## BEGIN Document segment

$$xdx+ydy=\frac{xdy-ydx}{x^2+y^2}$$
$$(x^2+y^2)(xdx+ydy)={xdy-ydx}$$
$$(x^3+y^2x+y)dx+(x^2y+y^3-x)dy=0$$
$\frac{\partial M}{\partial y}=2xy+1\neq 2xy-1 =\frac{\partial N}{\partial x}$
$\frac{M_{y}-N_{x}}{M}=\frac{2}{x^3+y^2x+y}\neq h(y)$
$\frac{N_{x}-M_{y}}{N}=\frac{-2}{x^2y+y^3-x}\neq g(x)$
$\frac{M_{y}-N_{x}}{y\cdot N-x\cdot M}= \frac{2}{y^4-2xy-x^4}\neq k(xy)$
How should I continue from here?

## END Document segment

Given exercise 1: Copy word for word the stretch of the listing from its first line through the line containing "[10,236,17,280]".
The differential equation post and the listing are independent of each other.

## BEGIN Given entries

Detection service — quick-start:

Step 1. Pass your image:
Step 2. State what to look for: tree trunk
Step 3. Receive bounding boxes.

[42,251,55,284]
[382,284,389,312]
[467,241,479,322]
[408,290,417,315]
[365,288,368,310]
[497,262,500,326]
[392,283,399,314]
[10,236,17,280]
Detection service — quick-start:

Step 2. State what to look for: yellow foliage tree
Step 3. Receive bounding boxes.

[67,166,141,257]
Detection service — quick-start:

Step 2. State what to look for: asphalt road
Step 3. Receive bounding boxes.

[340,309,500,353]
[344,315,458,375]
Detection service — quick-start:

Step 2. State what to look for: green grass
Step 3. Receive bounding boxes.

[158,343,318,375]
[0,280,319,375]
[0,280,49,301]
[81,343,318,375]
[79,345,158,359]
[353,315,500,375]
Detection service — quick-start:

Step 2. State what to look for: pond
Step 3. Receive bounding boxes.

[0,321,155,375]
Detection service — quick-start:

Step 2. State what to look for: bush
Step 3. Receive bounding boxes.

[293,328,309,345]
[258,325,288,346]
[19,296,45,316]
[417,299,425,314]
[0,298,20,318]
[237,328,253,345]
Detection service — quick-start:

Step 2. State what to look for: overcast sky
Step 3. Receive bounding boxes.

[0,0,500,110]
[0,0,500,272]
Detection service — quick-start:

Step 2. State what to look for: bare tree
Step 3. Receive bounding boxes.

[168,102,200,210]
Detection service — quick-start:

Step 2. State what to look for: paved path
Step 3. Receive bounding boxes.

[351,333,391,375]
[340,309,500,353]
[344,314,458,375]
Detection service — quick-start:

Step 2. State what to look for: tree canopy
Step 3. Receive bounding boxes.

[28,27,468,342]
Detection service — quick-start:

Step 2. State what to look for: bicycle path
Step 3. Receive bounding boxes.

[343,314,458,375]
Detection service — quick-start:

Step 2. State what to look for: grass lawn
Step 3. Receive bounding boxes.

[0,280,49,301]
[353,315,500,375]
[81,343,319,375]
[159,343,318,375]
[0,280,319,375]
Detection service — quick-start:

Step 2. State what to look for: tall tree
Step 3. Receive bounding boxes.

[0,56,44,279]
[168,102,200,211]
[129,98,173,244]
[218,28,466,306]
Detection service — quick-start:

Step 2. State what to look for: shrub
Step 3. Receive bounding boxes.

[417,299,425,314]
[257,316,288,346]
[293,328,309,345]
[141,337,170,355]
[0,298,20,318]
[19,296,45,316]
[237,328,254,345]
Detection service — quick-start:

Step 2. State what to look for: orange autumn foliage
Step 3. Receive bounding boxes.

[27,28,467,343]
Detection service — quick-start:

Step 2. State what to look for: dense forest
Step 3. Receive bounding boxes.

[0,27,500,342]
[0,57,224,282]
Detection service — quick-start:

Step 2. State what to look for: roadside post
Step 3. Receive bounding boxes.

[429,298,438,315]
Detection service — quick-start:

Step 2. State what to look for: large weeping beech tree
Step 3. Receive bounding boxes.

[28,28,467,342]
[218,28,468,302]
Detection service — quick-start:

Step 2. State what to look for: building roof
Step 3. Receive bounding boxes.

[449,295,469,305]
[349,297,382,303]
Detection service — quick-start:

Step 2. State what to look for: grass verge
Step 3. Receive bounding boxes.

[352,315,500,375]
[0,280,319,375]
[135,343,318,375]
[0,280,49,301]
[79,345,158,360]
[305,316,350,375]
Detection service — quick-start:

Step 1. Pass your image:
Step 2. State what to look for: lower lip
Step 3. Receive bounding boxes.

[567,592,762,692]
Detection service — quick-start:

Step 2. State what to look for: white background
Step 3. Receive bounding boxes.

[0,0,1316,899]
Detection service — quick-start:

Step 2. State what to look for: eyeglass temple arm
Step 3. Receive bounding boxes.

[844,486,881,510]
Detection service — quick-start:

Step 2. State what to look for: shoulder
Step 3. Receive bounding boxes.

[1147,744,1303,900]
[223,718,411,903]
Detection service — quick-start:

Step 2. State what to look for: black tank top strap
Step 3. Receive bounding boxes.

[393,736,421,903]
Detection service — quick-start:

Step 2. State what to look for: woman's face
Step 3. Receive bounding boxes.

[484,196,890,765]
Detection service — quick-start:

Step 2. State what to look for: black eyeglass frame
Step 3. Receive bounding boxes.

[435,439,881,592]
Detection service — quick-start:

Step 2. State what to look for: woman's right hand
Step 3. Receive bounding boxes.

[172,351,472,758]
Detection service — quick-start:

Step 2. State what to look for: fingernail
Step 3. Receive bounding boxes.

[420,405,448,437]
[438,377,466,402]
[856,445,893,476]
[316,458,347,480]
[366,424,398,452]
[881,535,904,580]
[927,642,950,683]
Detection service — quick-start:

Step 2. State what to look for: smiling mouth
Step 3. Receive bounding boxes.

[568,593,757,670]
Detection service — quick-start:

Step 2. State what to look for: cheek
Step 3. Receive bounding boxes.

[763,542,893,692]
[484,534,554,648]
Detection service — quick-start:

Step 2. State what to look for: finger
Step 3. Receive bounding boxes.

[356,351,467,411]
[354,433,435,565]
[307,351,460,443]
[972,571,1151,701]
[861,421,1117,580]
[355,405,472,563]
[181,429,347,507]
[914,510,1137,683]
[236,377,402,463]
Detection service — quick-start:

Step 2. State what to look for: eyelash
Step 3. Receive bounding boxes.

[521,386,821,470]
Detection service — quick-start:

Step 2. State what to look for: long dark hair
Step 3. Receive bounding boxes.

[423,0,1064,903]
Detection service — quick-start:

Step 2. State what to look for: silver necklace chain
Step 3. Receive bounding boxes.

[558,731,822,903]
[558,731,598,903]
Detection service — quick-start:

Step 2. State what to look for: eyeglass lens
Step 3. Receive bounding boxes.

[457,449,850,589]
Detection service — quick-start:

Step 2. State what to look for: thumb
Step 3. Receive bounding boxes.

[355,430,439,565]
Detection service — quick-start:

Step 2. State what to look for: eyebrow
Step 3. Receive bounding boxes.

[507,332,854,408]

## END Given entries

Given exercise 2: Extend the differential equation post past its final sentence.

Exercise response 1:
Detection service — quick-start:

Step 1. Pass your image:
Step 2. State what to look for: tree trunk
Step 3. Receive bounding boxes.

[42,251,55,284]
[382,284,389,312]
[467,241,479,322]
[408,290,417,315]
[365,288,368,310]
[497,262,500,326]
[392,283,399,314]
[10,236,17,280]

Exercise response 2:
$$xdx+ydy=\frac{xdy-ydx}{x^2+y^2}$$ $$\frac12d(x^2)+\frac12d(y^2)=d\arctan\frac{y}{x}$$ $$\frac12(x^2+y^2)=\arctan\frac{y}{x}+C$$
You have better leave the original equation and integrate each side. Both are (locally) integrable. The best is perhaps to use polar coordinates, if you are permitted to change variables: $x=r\cos \phi, y=r\sin \phi$ yields the equation: $rdr = d\phi$.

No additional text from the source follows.